Task item: Should a line in the entries below contain "countryside", return that line.

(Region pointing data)
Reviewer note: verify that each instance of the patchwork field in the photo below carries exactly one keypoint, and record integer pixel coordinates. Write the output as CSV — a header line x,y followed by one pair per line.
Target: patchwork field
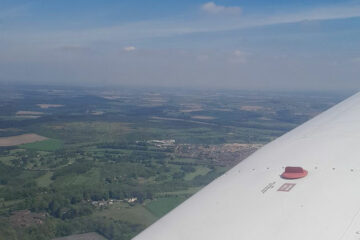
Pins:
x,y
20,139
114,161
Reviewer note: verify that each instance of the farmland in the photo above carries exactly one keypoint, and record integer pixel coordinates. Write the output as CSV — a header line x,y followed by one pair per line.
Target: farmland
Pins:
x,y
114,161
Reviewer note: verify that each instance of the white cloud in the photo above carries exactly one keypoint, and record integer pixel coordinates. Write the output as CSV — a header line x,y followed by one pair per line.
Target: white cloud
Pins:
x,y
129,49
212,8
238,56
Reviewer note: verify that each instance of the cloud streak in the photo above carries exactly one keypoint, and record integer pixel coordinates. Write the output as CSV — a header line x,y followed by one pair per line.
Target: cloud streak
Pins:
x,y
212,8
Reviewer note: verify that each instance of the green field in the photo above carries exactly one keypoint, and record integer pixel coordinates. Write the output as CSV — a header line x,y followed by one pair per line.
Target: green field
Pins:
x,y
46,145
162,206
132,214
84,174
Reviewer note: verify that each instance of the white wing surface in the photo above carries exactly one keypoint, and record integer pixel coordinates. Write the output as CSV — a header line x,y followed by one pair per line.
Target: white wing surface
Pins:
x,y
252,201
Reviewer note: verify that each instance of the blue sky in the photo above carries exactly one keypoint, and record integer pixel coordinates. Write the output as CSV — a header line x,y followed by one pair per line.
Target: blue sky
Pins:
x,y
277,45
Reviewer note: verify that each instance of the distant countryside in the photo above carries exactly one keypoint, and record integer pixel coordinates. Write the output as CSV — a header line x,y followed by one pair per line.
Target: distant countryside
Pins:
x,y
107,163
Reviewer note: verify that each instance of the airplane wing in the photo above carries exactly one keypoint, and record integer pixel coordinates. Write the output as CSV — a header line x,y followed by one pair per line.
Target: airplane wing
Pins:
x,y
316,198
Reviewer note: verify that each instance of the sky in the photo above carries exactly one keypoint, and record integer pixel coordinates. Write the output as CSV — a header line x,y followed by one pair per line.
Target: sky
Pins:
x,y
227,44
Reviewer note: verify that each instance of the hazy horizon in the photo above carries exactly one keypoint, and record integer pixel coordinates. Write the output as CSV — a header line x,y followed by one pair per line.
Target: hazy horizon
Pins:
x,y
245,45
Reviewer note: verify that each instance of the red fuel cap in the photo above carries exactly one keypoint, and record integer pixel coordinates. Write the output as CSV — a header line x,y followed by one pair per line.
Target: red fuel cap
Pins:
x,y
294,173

==

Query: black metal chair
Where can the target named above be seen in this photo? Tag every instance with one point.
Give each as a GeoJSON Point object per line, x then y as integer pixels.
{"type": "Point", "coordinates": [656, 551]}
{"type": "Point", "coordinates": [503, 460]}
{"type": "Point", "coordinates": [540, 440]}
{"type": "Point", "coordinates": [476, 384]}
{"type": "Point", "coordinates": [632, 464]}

Answer space:
Reviewer note: verify that each instance of the distant countryside in the photo above carries exactly one keypoint, and record integer pixel coordinates. Write the output as CSV — a header line x,y followed by one pair per line.
Target: distant countryside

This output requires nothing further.